> **TASK 1**
Check the three statements below against the post on mapping package downloads that follows. For each, answer yes or no and quote the deciding words from the post exactly. (a) The RStudio mirror's log files have recorded package downloads since October 2012. (b) The author treats the RStudio mirror as representative of all CRAN mirrors. (c) By default, the function drops repeated downloads from the same IP id.
> **TASK 2**
According to the post on mapping package downloads below, what service does the RStudio CRAN mirror use to deliver downloads?
> **TASK 3**
Resume the post on mapping package downloads below, picking up right after its final line.

> **QUOTED PASSAGE**
My R package's worldmap of downloads!

Last week, a colleague draw my attention on this new log files from the Rstudio cloud CRAN mirror, through a post from Tal Galili. This CRAN mirror is a little different, as it uses Amazon CloudFront to deliver the downloads rapidly from a server near you, wherever that is. But what’s really great about it, is the availability of those log files, that have been recording every package download since October 2012, daily! As R is primarily intended for statisticians, it didn’t take long before we start playing with the data. Below is my bit to this effort, a function to plot the world map of one’s package downloads from the Rstudio “0-Cloud” CRAN mirror. It relies on Tal Galili’s functions for downloading and formating the data. Of course, the Rstudio CRAN mirror is only 1 mirror among all the CRAN mirrors around the world, and is not representative due to its link with the Rstudio IDE. However, in research, there is quite a delay between one’s hard work (i.e. implementing a package) and the reward (i.e. publication). Encouragements such as download stats are welcomed!

pkgDNLs.worldmapcolor <- function(pkgname, rmvdupips = TRUE, date.start = Sys.Date() - 
    8, date.stop = Sys.Date() - 1, shp.file.repos) {
    library(installr)
    library(ggplot2)
    library(maptools)
    
    if (date.stop >= Sys.Date() | date.start >= Sys.Date()) {
        stop("date not available yet")
    }
    
    cat("downloading the RStudio CRAN data...\n")
    dnldata_folder <- download_RStudio_CRAN_data(START = date.start, END = date.stop)
    cat("data downloaded!\n")
    dnldata <- read_RStudio_CRAN_data(dnldata_folder)
    
    data <- dnldata[which(dnldata$package == pkgname), ]
    if (rmvdupips) {
        data <- data[!duplicated(data$ip_id), ]
    }
    
    counts <- cbind.data.frame(table(data$country))
    names(counts) <- c("country", "count")
    
    # you need to download a shapefile of the world map from Natural Earth (for
    # instance)
    # http://www.naturalearthdata.com/http//www.naturalearthdata.com/download/110m/cultural/ne_110m_admin_0_countries.zip
    # and unzip it in the 'shp.file.repos' repository
    world <- readShapePoly(fn = paste(shp.file.repos, "ne_110m_admin_0_countries", 
        sep = "/"))
    ISO_full <- as.character(world@data$iso_a2)

> **DATASET EXTRACT**
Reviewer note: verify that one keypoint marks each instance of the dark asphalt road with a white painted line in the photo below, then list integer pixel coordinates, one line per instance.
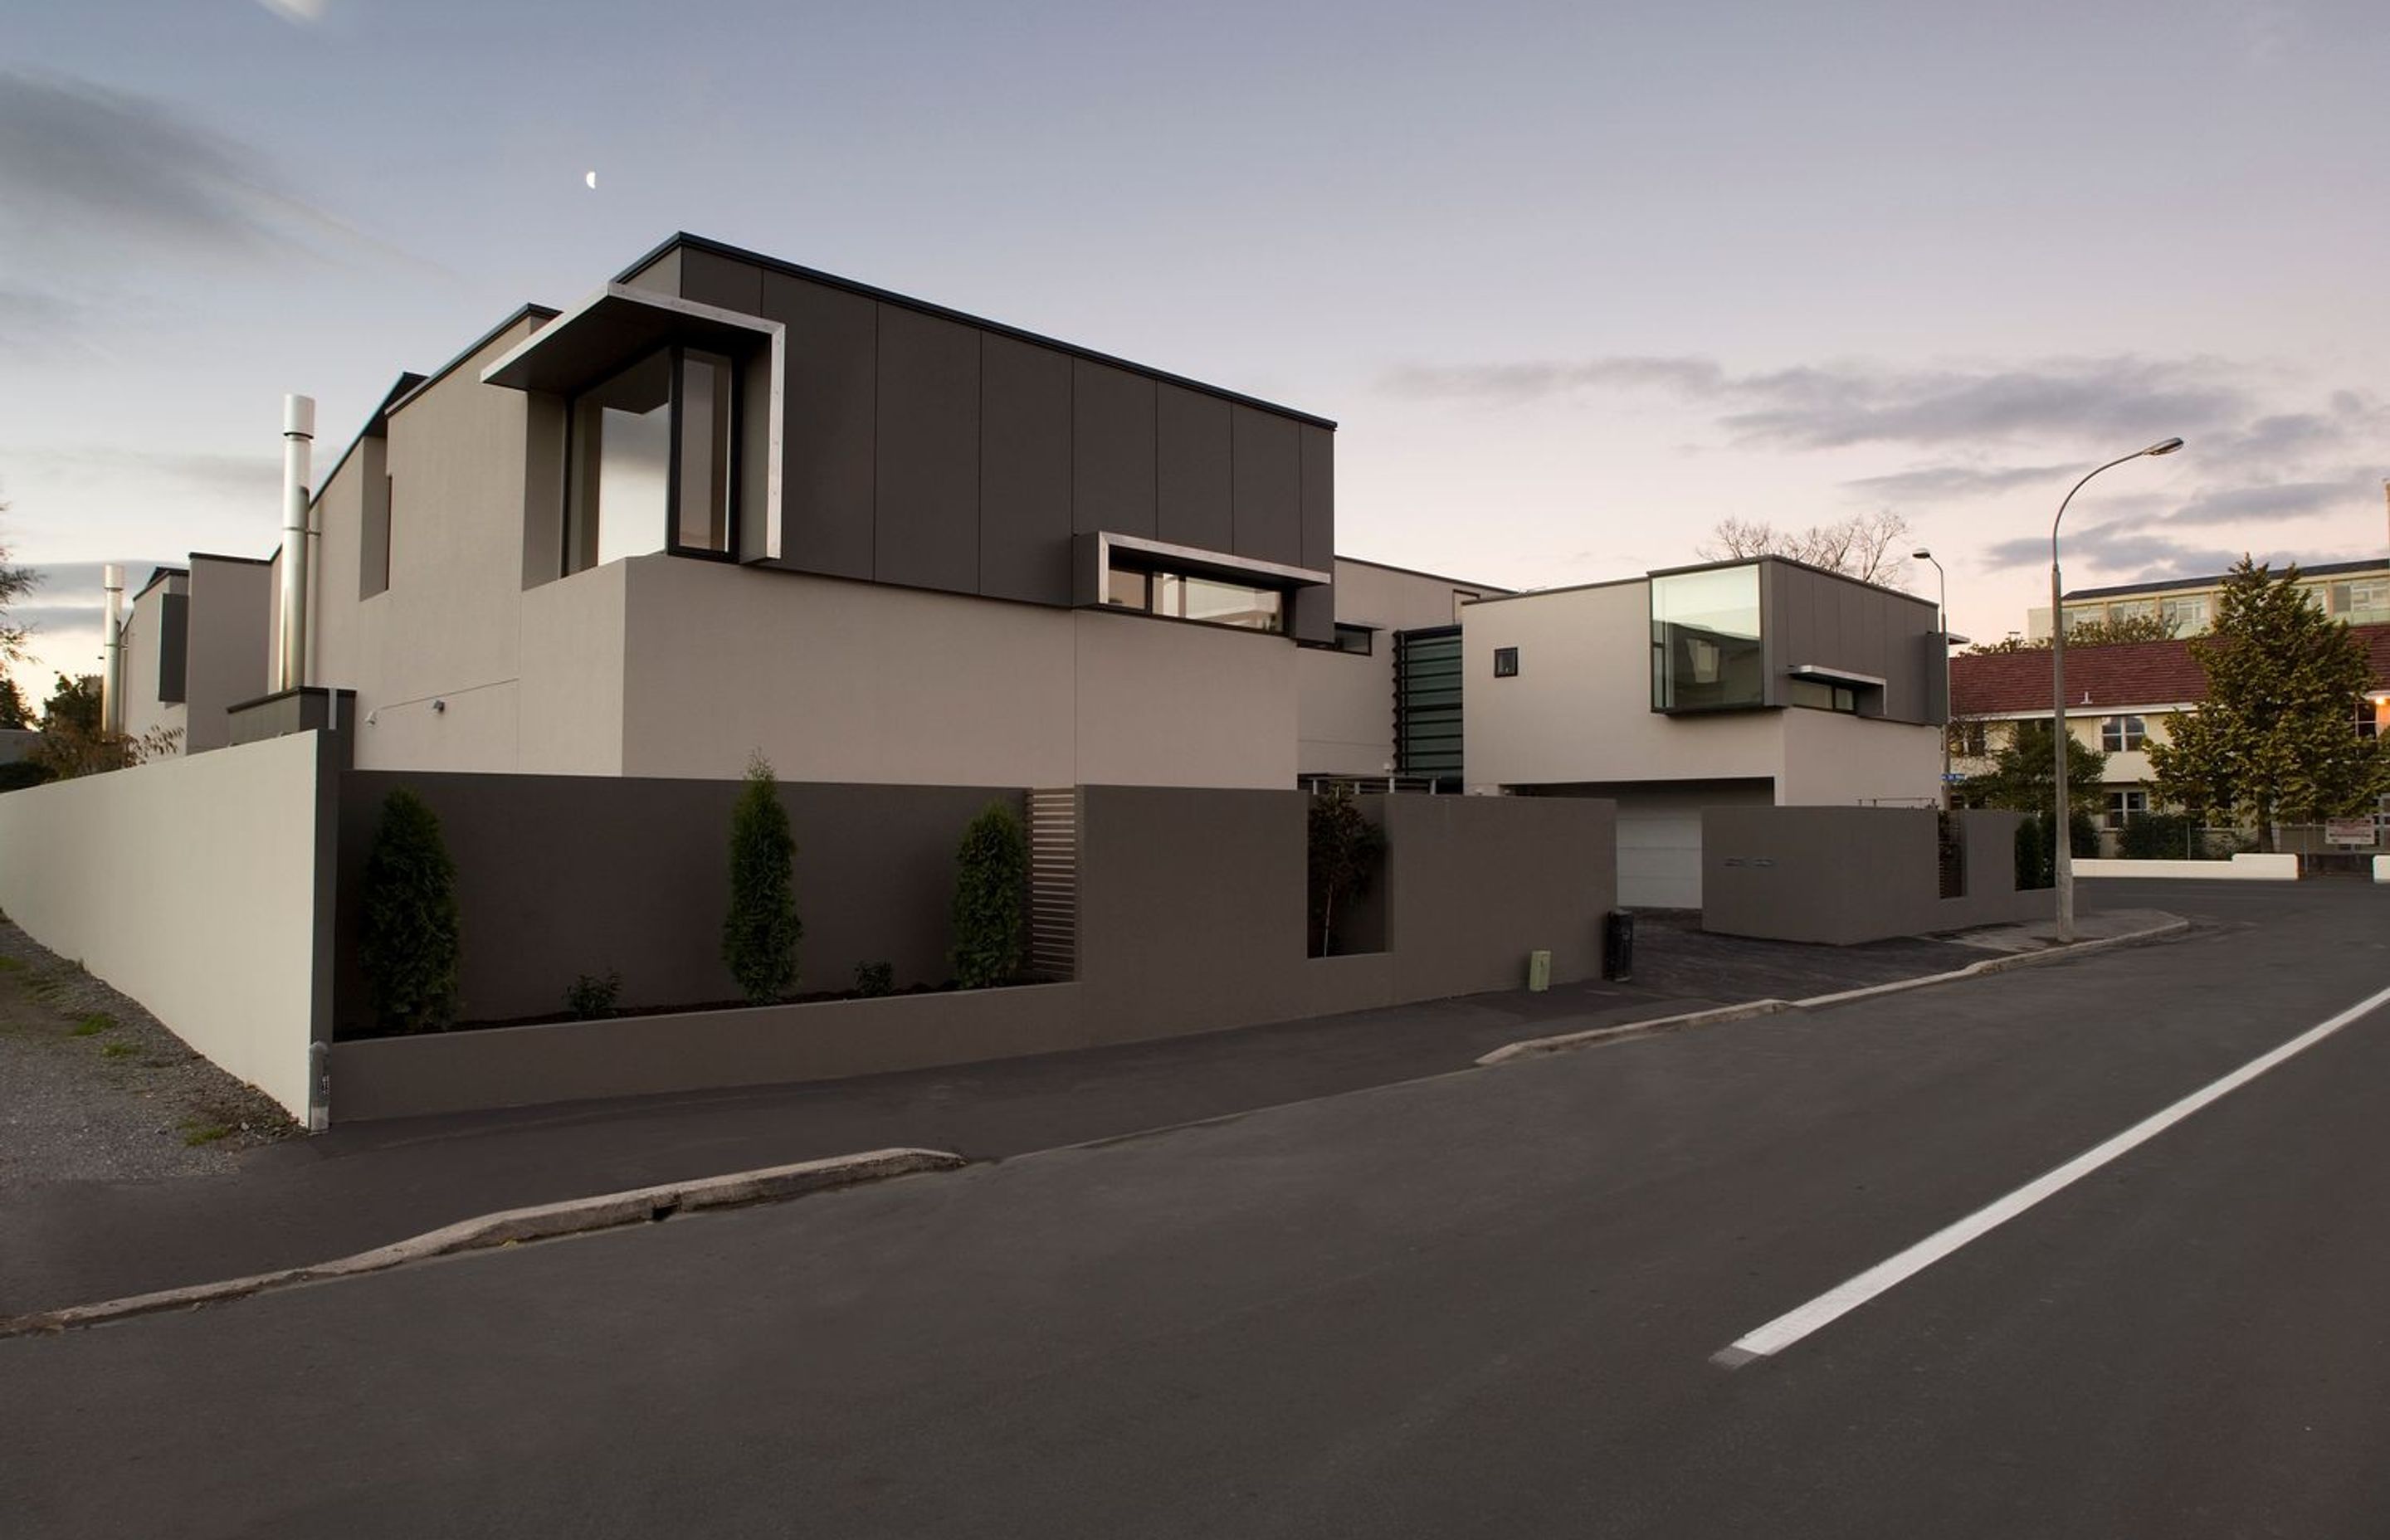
(1478, 1304)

> **TASK RESPONSE 1**
(a) Yes: "that have been recording every package download since October 2012, daily!"
(b) No: "is not representative due to its link with the Rstudio IDE"
(c) Yes: "rmvdupips = TRUE"

> **TASK RESPONSE 2**
Amazon CloudFront.

> **TASK RESPONSE 3**
    ISO_full[146] <- "SOM"  # The iso identifier for the Republic of Somaliland is missing
    ISO_full[89] <- "KV"  # as for the Republic of Kosovo
    ISO_full[39] <- "CYP"  # as for Cyprus
    
    colcode <- numeric(length(ISO_full))
    names(colcode) <- ISO_full
    dnl_places <- names(colcode[which(names(colcode) %in% as.character(counts$country))])
    rownames(counts) <- counts$country
    colcode[dnl_places] <- counts[dnl_places, "count"]
    
    world@data$id <- rownames(world@data)
    world.points <- fortify(world, by = "id")
    names(colcode) <- rownames(world@data)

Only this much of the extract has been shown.